◆ GIVEN REQUEST 1 ◆
Please check whether each statement below agrees with the article on the Maoist insurgency, answering yes or no and quoting the deciding words from the article. (a) The ambush took place in April 2010 near the village of Tarmetla. (b) The Chief Ministers of five States agreed to set up a unified command centre. (c) The Planning Commission's Member-Secretary would head an Empowered Group.

◆ TEXT EXCERPT ◆
>>

From: sanjeev
Fighting the insurgency will need careful planning and sustained innovation. But New Delhi seems to have only big sacks of cash and even bigger words.
Eleven weeks after the annihilation of an entire company of the Central Reserve Police Force in a Maoist ambush in April 2010 near the village of Tarmetla — the largest single loss India has ever suffered in a counter-insurgency campaign — Union Home Minister P. Chidambaram had fighting words for the consultative committee which exercises parliamentary oversight of his Ministry.
Mr. Chidambaram said the Chief Ministers of the four States worst hit by Maoist violence — Chhattisgarh, Orissa, West Bengal and Jharkhand — had agreed to set up a unified command centre for joint operations. The Centre would help strengthen the police infrastructure and provide helicopters. The Planning Commission's Member-Secretary would head an Empowered Group to monitor development projects in the most affected areas, thus draining the swamps of backwardness in which the Maoists thrived. “The government is confident,” he concluded, “that the problem of Left wing extremism will be overcome in the next three years.”

<<

◆ EXERCISE MATERIAL ◆
>>

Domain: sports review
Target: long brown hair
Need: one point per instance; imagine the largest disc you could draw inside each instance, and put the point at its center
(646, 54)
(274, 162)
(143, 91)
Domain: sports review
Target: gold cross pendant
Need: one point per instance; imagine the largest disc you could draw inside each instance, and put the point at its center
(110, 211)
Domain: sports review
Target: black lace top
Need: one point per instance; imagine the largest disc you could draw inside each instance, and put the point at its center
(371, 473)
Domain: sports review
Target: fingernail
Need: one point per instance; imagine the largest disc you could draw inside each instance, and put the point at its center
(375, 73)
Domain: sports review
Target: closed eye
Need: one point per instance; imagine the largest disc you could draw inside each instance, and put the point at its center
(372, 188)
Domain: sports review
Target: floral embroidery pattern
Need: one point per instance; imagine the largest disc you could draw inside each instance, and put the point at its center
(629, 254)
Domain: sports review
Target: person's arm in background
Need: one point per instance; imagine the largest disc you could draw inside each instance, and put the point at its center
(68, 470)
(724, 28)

<<
>>

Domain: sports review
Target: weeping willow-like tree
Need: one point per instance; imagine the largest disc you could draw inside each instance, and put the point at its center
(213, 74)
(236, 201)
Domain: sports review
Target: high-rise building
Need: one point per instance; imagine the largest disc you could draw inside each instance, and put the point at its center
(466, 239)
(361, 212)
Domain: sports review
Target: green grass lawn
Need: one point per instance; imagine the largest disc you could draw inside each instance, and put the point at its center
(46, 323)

<<

◆ GIVEN REQUEST 2 ◆
List every line in the rows above that contains the string "Target". Case counts.

◆ RESULT 1 ◆
(a) Yes: "in a Maoist ambush in April 2010 near the village of Tarmetla"
(b) No: "the Chief Ministers of the four States worst hit by Maoist violence"
(c) Yes: "The Planning Commission's Member-Secretary would head an Empowered Group"

◆ RESULT 2 ◆
Target: long brown hair
Target: gold cross pendant
Target: black lace top
Target: fingernail
Target: closed eye
Target: floral embroidery pattern
Target: person's arm in background
Target: weeping willow-like tree
Target: high-rise building
Target: green grass lawn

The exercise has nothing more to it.